● **Instructions for the task**
Wherever a line holds the word "order", copy that line from the data.

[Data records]

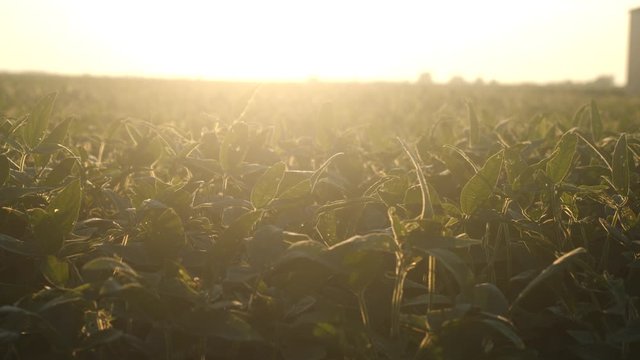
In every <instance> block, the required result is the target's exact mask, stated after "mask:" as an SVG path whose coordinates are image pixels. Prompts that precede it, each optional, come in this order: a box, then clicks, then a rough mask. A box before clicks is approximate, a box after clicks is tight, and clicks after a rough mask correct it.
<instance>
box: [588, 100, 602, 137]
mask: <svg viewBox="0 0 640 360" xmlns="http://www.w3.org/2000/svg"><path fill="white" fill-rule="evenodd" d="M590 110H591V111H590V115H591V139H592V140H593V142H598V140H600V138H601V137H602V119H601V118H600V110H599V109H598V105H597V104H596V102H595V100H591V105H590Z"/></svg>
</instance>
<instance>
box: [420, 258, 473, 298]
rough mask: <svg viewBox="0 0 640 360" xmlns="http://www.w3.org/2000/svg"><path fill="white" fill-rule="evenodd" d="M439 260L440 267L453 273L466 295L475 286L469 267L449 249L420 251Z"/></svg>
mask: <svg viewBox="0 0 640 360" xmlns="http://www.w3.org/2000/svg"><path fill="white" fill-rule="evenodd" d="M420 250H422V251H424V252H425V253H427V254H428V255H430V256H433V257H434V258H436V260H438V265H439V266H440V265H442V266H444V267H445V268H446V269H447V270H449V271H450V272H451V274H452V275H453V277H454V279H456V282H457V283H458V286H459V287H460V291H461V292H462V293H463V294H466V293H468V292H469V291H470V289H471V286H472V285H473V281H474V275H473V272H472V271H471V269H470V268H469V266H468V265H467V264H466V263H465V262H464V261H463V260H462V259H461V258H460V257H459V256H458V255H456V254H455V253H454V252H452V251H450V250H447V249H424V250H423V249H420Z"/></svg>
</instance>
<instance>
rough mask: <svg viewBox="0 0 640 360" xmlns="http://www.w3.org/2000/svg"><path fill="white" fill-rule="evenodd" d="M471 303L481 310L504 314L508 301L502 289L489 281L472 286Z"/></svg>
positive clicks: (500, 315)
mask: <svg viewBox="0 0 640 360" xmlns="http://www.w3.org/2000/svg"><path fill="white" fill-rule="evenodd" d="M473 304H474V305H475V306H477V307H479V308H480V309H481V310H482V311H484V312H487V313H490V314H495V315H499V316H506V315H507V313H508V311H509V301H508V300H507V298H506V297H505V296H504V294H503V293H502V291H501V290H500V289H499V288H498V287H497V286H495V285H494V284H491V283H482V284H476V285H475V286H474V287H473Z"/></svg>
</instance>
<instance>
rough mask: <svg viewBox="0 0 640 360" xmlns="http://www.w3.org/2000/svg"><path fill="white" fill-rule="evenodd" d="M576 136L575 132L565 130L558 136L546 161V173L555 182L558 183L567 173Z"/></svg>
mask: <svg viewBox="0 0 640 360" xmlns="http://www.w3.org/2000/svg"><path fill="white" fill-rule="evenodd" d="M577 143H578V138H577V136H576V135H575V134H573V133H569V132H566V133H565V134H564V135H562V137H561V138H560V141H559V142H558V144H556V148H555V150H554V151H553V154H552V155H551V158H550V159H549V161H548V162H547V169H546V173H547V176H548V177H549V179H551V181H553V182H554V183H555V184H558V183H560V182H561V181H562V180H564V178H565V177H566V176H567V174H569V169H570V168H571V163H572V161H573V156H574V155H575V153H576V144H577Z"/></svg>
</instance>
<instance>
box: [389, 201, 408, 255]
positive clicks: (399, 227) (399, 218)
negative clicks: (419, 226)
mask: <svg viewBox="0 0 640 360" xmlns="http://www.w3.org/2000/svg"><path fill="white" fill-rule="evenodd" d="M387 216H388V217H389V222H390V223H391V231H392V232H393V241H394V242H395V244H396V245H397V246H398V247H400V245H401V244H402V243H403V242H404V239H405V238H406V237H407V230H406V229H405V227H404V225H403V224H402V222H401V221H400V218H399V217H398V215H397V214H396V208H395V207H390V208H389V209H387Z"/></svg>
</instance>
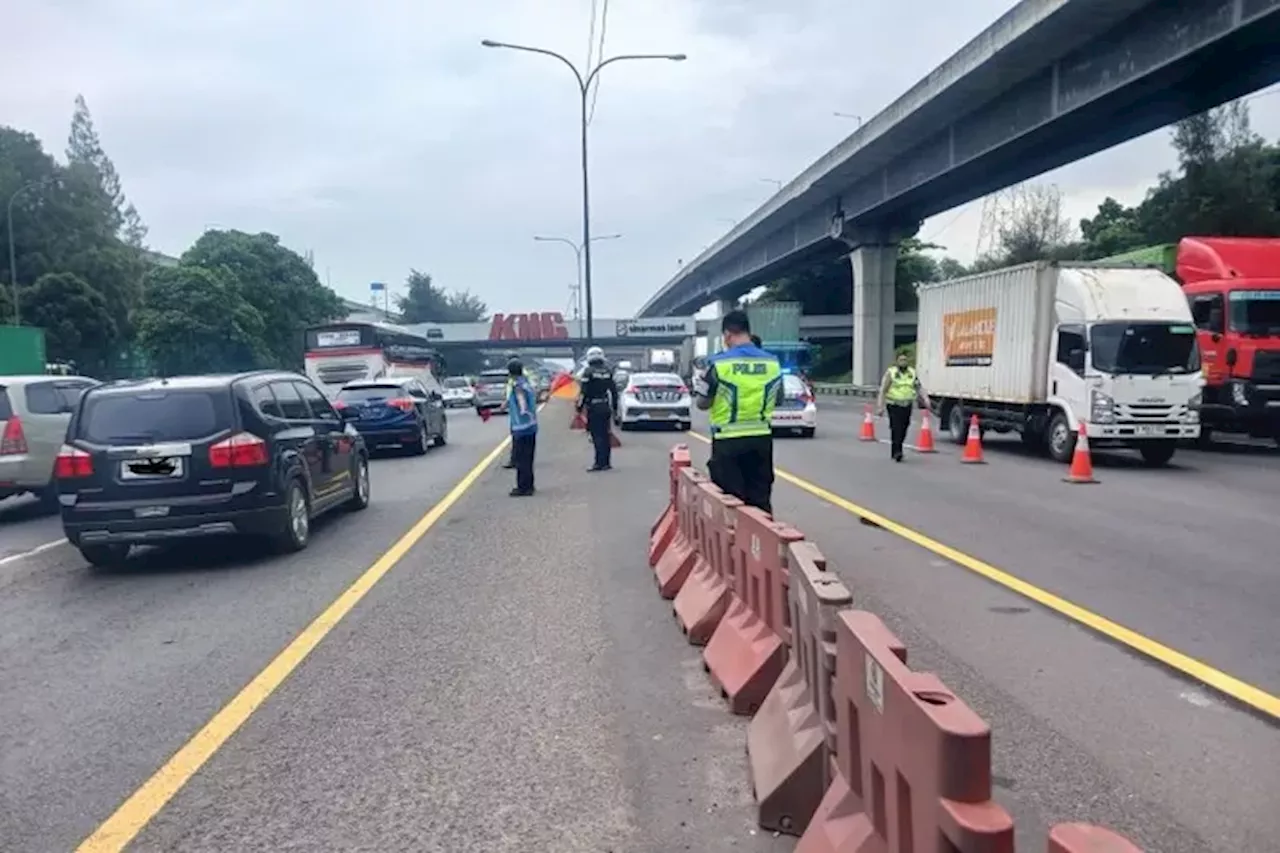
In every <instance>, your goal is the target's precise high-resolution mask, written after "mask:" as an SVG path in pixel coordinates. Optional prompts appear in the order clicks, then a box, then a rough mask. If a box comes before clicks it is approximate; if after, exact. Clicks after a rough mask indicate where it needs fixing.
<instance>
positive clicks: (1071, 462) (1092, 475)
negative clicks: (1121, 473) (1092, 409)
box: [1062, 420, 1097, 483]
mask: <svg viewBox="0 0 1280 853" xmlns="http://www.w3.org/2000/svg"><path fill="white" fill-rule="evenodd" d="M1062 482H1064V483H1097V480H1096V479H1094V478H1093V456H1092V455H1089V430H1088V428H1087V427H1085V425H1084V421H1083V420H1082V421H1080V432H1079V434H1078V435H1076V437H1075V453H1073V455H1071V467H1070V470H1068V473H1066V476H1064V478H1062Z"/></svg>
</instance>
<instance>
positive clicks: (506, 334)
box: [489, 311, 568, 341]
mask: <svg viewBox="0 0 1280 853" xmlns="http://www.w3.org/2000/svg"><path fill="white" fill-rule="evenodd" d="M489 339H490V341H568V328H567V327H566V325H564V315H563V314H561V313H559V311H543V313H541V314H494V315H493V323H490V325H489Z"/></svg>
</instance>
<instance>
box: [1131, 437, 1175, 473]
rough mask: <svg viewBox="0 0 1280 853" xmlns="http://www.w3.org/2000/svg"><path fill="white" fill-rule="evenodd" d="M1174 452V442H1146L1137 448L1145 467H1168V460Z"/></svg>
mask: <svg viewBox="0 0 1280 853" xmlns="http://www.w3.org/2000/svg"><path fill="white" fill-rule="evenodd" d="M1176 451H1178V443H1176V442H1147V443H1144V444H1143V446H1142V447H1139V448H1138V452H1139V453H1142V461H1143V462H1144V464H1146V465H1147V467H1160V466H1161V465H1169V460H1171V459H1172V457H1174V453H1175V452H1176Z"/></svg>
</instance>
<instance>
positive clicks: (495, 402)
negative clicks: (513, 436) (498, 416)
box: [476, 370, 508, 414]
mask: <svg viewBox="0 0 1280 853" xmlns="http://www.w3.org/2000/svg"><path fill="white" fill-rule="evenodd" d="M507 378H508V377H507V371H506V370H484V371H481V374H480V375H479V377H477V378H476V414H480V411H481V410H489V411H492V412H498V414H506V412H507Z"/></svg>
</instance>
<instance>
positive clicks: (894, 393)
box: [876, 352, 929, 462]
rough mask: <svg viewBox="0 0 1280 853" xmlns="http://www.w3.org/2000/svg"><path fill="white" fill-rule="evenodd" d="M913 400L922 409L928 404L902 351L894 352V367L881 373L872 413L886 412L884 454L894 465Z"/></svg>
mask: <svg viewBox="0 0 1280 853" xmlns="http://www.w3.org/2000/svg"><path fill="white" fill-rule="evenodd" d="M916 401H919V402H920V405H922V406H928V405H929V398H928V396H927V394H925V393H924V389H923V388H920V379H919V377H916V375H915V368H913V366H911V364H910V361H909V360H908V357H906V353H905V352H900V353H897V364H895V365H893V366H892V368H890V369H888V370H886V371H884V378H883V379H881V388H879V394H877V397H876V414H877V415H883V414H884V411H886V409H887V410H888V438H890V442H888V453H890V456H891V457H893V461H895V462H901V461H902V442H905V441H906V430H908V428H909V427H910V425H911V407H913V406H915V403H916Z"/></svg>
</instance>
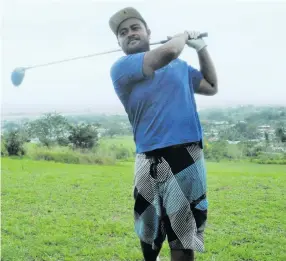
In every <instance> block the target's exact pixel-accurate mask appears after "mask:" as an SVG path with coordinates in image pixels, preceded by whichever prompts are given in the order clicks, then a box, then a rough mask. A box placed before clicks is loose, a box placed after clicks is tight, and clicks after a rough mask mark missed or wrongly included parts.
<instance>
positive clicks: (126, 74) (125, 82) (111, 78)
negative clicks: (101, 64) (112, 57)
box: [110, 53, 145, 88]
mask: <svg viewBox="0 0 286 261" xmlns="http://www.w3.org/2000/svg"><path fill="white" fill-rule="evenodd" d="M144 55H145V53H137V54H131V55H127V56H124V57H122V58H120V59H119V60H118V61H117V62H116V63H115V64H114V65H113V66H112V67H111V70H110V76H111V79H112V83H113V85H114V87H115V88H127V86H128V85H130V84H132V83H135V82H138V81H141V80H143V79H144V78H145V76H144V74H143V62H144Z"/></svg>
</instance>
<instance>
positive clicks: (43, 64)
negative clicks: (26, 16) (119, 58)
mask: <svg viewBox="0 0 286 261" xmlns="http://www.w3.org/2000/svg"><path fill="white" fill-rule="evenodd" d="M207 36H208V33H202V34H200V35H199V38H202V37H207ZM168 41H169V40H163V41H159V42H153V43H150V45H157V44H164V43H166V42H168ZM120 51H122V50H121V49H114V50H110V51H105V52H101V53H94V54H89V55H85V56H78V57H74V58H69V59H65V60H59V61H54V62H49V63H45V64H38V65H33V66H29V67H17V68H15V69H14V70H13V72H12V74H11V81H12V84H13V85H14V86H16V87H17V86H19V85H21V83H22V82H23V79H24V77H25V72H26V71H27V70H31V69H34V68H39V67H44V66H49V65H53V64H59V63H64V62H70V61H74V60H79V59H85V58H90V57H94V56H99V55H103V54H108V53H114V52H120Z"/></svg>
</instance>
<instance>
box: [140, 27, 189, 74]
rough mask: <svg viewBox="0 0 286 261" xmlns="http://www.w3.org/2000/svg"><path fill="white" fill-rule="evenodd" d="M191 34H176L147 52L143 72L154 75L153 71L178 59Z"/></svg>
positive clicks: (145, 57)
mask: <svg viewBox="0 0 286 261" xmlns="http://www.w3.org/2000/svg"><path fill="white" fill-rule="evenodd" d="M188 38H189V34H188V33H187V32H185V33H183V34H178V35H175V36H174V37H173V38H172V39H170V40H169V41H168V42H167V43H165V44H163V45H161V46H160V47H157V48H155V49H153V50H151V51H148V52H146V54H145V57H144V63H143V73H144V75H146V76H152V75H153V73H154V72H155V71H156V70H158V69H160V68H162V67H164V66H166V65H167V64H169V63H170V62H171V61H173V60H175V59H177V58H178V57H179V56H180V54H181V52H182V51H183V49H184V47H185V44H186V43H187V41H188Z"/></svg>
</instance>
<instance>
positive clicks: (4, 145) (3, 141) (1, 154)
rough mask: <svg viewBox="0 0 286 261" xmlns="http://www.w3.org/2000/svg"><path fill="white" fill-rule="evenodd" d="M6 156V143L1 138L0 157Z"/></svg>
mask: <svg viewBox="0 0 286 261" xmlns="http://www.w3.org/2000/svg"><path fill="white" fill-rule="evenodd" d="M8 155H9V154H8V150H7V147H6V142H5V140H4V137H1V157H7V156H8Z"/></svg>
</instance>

● **Answer**
In every <instance> block, the required result is the target's exact mask, stated after "mask:" as an SVG path whose coordinates are image pixels. Prompts that precede it, each optional, come in this order: a box, then clicks, then a rough mask. A box before clicks is approximate, a box after clicks is tight, and clicks after a rough mask correct it.
In every <instance>, your goal is the target's precise high-resolution mask, written after "mask:" as an SVG path in pixel coordinates. Optional prompts appear in the order clicks, then a box, then a rough mask. If a box comes before clicks it is approximate; if after, exact. Clicks after a rough mask indicate where it needs fixing.
In every <instance> block the target's exact pixel-accurate mask appears after "mask:" as an SVG path with coordinates in image pixels, preceded by whichever prompts are given in the order clicks, then a box, then a rough mask. A box placed before clicks is loose, a box placed after clicks is tight, and clicks after a rough mask mark missed or wrongly included parts.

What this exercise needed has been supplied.